**Exercise prompt:** In the records, take the part that opens with the line containing "Locate every rhinestone" and closes with the line containing "508, 219, 741, 832". Substitute "ornament" for "embellishment" and write out only those lines, leaving everything else unchanged.

**Recorded information:**
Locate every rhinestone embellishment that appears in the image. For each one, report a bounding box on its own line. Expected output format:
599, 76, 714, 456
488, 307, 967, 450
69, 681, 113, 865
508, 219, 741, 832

---

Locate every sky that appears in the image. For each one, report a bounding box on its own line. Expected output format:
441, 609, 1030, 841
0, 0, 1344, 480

**Result of this task:**
Locate every rhinestone ornament that appears in the image. For each one, report a bounding box on its own line. Expected output format:
599, 76, 714, 456
488, 307, 967, 450
69, 681, 113, 865
508, 219, 741, 832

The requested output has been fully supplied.